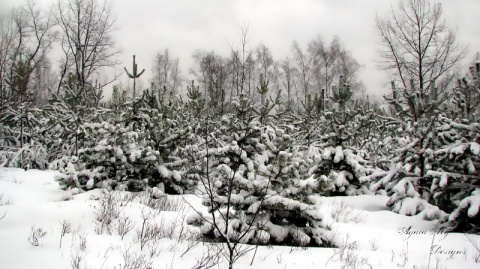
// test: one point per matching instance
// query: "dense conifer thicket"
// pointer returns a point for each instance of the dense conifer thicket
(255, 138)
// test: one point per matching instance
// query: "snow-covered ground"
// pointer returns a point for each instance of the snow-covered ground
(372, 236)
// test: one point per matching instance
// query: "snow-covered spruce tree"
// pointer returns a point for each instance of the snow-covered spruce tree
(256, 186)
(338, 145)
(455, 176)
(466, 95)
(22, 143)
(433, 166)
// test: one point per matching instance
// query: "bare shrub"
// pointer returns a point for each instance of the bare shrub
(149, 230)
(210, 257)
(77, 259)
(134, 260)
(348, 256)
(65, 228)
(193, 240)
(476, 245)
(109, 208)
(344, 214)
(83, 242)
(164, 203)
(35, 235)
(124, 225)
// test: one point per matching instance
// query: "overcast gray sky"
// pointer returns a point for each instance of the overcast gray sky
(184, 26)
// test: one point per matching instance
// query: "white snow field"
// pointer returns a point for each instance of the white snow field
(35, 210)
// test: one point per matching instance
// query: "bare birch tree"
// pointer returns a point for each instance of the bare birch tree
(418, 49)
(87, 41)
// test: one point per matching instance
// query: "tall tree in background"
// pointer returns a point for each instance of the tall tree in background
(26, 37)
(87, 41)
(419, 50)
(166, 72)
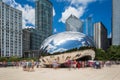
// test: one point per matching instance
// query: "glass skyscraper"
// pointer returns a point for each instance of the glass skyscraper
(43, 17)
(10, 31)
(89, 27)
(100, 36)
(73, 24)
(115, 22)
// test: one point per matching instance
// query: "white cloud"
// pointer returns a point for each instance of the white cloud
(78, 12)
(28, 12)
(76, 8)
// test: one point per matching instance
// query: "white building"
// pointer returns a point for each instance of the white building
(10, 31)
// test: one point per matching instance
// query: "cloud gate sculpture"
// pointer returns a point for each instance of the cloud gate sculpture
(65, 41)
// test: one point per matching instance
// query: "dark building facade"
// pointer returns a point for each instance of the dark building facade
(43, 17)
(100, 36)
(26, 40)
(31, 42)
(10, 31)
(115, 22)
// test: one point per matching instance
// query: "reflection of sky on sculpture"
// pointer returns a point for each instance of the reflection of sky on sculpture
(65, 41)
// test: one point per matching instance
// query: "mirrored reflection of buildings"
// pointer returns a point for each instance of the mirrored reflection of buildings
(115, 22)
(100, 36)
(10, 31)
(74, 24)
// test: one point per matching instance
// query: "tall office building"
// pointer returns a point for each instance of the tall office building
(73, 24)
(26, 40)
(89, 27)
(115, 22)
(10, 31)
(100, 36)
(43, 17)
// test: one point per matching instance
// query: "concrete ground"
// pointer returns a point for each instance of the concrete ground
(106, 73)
^^^^
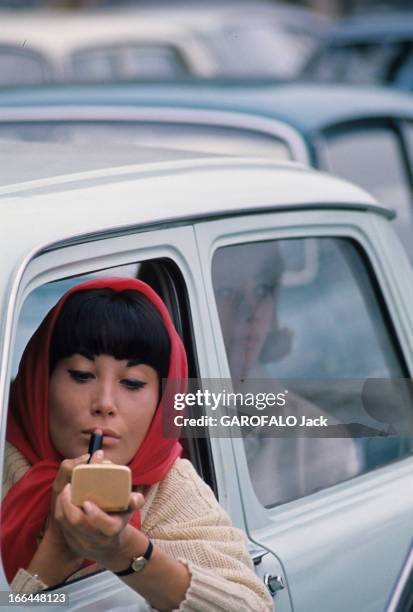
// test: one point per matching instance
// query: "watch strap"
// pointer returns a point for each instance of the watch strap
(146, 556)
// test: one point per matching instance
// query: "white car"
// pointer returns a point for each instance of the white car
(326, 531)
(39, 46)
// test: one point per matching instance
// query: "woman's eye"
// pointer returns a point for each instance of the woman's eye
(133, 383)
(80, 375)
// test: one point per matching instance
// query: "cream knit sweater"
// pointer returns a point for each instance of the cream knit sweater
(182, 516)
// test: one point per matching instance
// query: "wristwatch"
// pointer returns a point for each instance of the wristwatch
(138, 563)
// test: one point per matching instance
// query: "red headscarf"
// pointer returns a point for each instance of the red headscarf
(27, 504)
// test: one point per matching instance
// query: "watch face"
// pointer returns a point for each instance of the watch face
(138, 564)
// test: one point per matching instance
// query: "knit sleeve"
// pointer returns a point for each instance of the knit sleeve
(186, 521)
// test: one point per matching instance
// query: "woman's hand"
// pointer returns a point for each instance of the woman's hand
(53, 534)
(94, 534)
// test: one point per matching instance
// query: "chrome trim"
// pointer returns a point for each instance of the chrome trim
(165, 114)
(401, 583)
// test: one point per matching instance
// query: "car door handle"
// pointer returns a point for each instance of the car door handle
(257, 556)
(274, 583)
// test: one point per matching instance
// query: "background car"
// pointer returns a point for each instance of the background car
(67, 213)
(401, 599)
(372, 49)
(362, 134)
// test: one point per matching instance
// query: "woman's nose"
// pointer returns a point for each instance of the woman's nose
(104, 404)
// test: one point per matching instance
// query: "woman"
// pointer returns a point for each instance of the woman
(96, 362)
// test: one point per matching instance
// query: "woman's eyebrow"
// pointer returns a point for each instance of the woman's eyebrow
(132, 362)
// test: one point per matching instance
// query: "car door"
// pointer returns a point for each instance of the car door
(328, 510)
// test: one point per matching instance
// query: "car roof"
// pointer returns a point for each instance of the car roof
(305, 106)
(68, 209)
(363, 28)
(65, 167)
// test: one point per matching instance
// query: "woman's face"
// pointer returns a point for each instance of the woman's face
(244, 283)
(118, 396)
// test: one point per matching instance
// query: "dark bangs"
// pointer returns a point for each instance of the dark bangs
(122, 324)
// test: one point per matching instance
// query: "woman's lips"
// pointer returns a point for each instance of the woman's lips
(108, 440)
^^^^
§ **Exercise task**: Filter the records above down to the lines that contain the string "nose", and copy each of them.

§ **Answer to this task**:
// query: "woman's nose"
// pointer returns a point for each instance of the woman's nose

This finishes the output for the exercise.